Segment Start: The input

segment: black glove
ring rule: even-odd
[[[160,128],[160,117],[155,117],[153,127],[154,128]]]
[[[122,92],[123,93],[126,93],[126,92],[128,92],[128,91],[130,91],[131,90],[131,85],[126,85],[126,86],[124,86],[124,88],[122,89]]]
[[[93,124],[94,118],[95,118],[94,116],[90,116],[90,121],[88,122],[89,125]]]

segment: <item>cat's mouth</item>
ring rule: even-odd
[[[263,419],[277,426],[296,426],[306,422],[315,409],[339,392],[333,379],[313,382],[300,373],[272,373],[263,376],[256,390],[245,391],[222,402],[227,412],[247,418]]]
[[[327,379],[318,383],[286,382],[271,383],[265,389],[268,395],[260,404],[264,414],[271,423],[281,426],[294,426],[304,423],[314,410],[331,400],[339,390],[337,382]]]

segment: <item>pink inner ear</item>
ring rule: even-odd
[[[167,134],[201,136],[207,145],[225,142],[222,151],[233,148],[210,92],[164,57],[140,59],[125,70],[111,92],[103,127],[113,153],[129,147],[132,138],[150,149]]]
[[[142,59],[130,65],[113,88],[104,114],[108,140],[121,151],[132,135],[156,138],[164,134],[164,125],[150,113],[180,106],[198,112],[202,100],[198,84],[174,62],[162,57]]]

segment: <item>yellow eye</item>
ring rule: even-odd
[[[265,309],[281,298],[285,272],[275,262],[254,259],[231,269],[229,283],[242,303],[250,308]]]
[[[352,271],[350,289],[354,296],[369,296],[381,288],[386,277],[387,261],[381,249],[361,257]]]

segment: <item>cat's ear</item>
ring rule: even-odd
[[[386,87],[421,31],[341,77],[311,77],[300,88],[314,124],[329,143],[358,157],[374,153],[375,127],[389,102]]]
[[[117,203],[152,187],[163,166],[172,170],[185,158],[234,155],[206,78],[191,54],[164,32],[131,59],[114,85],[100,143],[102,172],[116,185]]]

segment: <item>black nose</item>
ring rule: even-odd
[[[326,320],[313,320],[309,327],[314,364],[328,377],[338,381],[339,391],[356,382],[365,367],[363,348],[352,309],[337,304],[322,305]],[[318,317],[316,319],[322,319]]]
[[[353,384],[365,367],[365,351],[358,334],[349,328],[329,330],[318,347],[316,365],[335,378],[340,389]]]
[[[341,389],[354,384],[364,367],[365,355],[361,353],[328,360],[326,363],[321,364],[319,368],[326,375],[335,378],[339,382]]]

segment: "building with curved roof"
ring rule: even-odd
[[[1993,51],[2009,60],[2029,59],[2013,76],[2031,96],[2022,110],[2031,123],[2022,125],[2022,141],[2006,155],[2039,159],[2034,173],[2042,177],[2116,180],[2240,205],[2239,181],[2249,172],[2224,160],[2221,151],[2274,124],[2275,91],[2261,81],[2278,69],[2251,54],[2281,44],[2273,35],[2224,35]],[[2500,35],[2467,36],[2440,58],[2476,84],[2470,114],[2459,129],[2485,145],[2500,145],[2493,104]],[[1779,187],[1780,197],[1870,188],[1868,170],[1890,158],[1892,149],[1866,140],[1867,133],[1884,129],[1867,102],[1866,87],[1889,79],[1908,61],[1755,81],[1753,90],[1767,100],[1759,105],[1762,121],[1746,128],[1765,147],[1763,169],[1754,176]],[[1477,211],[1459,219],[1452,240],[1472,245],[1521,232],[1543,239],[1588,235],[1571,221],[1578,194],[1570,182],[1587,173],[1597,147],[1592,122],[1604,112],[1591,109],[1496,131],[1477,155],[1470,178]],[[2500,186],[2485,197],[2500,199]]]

Segment End: The input

- _Assignment_
The response must consist of the lines above, from the first one through the line containing "segment: <item>cat's mouth</item>", reproduced exactly.

- _Your solution_
segment: black glove
ring rule: even-odd
[[[160,128],[160,117],[155,117],[153,127],[154,128]]]
[[[122,92],[123,93],[126,93],[126,92],[128,92],[128,91],[130,91],[131,90],[131,85],[126,85],[126,86],[124,86],[124,88],[122,89]]]
[[[93,124],[94,118],[95,118],[94,116],[90,116],[90,121],[88,122],[89,125]]]

segment: <item>cat's mouth</item>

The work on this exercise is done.